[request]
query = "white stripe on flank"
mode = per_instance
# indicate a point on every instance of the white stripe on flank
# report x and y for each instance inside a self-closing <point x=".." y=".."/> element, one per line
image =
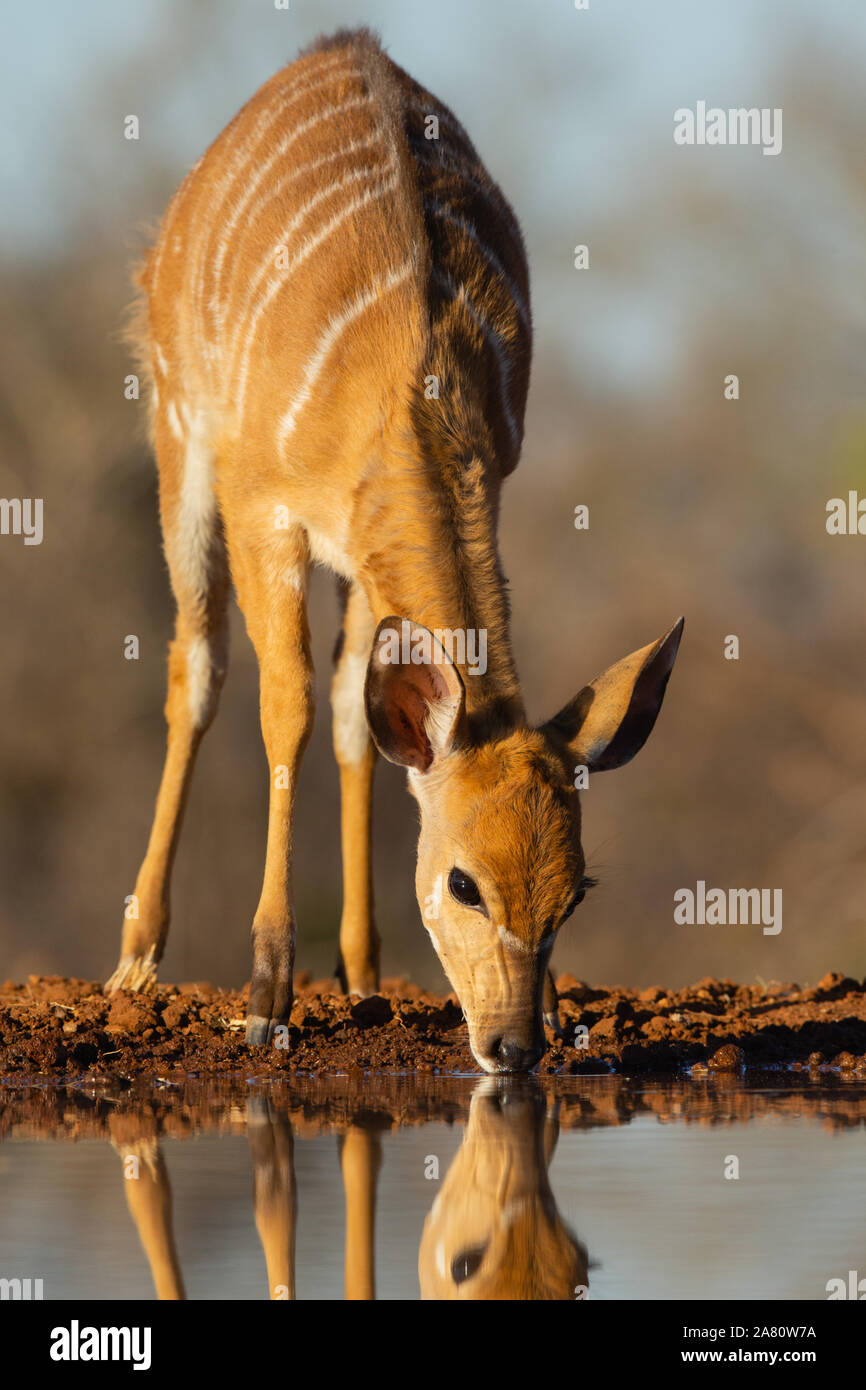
<point x="307" y="248"/>
<point x="324" y="193"/>
<point x="238" y="149"/>
<point x="278" y="189"/>
<point x="494" y="341"/>
<point x="196" y="521"/>
<point x="487" y="252"/>
<point x="259" y="177"/>
<point x="337" y="325"/>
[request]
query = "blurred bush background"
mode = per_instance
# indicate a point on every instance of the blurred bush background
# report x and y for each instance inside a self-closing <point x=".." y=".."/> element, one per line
<point x="704" y="262"/>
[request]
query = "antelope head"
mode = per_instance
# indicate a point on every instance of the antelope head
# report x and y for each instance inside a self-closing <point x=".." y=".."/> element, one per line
<point x="501" y="863"/>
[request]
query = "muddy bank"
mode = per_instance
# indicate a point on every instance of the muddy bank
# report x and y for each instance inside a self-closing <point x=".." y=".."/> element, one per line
<point x="52" y="1026"/>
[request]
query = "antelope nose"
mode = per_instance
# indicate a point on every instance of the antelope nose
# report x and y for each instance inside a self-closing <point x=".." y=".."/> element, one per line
<point x="512" y="1057"/>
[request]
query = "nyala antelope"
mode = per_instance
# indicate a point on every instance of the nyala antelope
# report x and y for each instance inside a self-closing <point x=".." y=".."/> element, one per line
<point x="335" y="317"/>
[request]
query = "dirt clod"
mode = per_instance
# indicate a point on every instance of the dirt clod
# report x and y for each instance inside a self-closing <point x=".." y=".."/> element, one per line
<point x="52" y="1026"/>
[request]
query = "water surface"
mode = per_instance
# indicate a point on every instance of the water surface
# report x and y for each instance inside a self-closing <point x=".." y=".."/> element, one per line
<point x="445" y="1187"/>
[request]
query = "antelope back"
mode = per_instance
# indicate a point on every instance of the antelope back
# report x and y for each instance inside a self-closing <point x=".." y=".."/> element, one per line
<point x="337" y="248"/>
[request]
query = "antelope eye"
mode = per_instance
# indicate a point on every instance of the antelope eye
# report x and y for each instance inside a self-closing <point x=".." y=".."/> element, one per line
<point x="466" y="1264"/>
<point x="463" y="888"/>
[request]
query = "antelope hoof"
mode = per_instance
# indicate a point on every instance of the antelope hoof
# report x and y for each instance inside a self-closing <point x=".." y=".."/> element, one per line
<point x="134" y="972"/>
<point x="260" y="1030"/>
<point x="552" y="1020"/>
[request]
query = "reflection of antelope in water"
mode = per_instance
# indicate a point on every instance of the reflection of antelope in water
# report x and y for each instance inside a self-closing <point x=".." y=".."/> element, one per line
<point x="274" y="1201"/>
<point x="494" y="1230"/>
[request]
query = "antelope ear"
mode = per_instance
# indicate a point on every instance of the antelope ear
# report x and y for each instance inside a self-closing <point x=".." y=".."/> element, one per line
<point x="612" y="717"/>
<point x="413" y="695"/>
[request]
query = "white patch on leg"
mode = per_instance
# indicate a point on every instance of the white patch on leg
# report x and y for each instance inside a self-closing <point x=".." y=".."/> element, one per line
<point x="174" y="424"/>
<point x="199" y="679"/>
<point x="196" y="521"/>
<point x="350" y="734"/>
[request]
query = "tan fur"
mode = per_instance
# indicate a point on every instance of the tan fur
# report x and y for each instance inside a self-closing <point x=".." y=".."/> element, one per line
<point x="319" y="268"/>
<point x="494" y="1232"/>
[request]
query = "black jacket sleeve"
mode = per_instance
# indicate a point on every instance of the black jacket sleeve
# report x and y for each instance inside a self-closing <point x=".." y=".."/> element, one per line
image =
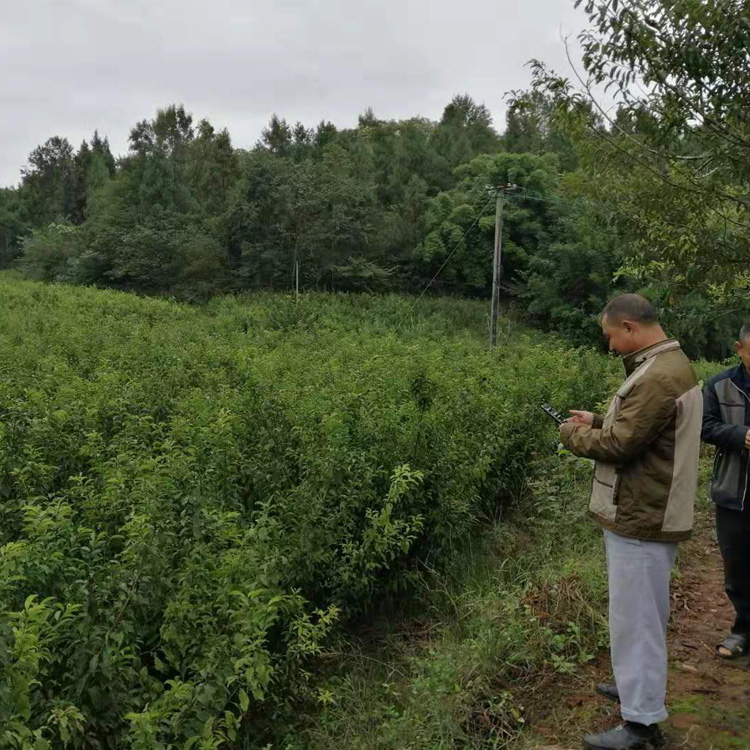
<point x="715" y="430"/>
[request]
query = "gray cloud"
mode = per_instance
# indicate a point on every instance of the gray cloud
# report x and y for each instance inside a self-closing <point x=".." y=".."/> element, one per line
<point x="72" y="66"/>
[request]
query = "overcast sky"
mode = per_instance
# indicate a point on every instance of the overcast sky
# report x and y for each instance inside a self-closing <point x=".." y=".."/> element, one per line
<point x="68" y="67"/>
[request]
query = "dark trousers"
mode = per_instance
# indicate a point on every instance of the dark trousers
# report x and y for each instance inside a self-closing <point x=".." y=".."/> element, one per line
<point x="733" y="532"/>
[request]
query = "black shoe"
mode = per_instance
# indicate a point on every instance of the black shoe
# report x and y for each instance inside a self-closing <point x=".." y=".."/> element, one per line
<point x="609" y="690"/>
<point x="628" y="736"/>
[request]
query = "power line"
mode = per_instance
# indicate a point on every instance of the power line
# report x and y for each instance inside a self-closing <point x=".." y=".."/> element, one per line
<point x="452" y="252"/>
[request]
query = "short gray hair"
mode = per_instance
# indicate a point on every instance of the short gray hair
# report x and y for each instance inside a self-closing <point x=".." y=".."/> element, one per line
<point x="633" y="307"/>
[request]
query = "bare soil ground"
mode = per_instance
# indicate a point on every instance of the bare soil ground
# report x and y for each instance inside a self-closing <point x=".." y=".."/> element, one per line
<point x="708" y="698"/>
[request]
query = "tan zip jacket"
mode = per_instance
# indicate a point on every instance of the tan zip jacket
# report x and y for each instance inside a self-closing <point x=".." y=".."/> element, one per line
<point x="646" y="447"/>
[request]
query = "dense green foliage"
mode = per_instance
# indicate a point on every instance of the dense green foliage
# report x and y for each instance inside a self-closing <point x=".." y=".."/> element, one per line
<point x="670" y="166"/>
<point x="192" y="499"/>
<point x="378" y="207"/>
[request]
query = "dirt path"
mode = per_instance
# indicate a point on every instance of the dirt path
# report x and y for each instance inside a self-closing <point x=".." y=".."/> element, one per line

..........

• _STATED EXERCISE_: Gather every line above that contains the word "background" and copy each of them in full.

• _COMPLETE RESPONSE_:
query = "blurred bush background"
# indicate a point on every instance of the blurred bush background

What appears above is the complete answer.